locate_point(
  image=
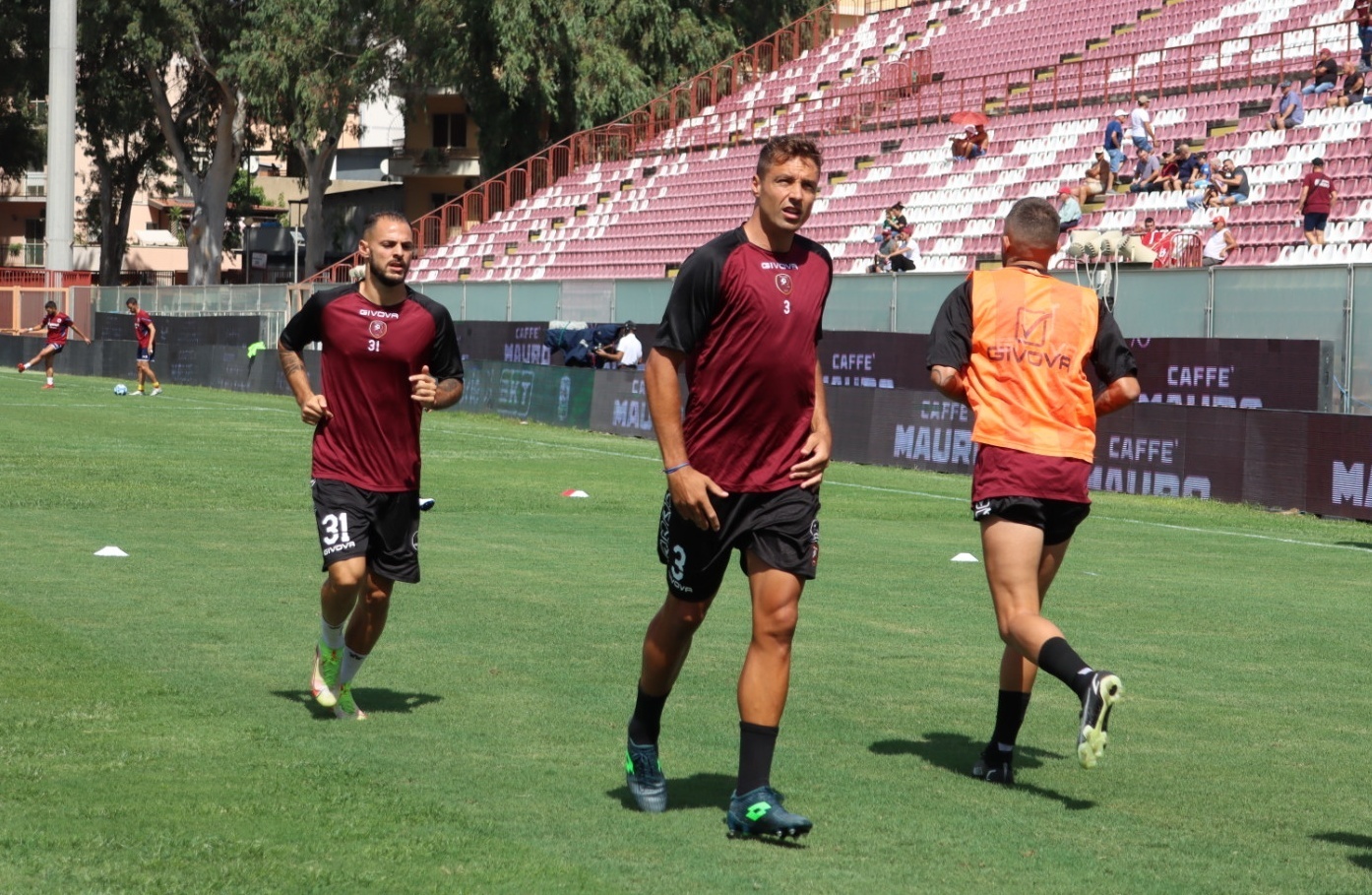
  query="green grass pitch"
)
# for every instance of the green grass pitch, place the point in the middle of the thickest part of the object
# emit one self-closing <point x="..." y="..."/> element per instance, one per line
<point x="156" y="737"/>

Exercise task » Write out every line of the rows above word for word, leaving out the pictures.

Result for this exercise »
locate_point(
  image=
  query="green grass pitch"
)
# for every instance of the green grass pitch, place the point in the middle of the thickest part of the object
# emit one self-closing <point x="..." y="..."/> element per instance, one per line
<point x="156" y="737"/>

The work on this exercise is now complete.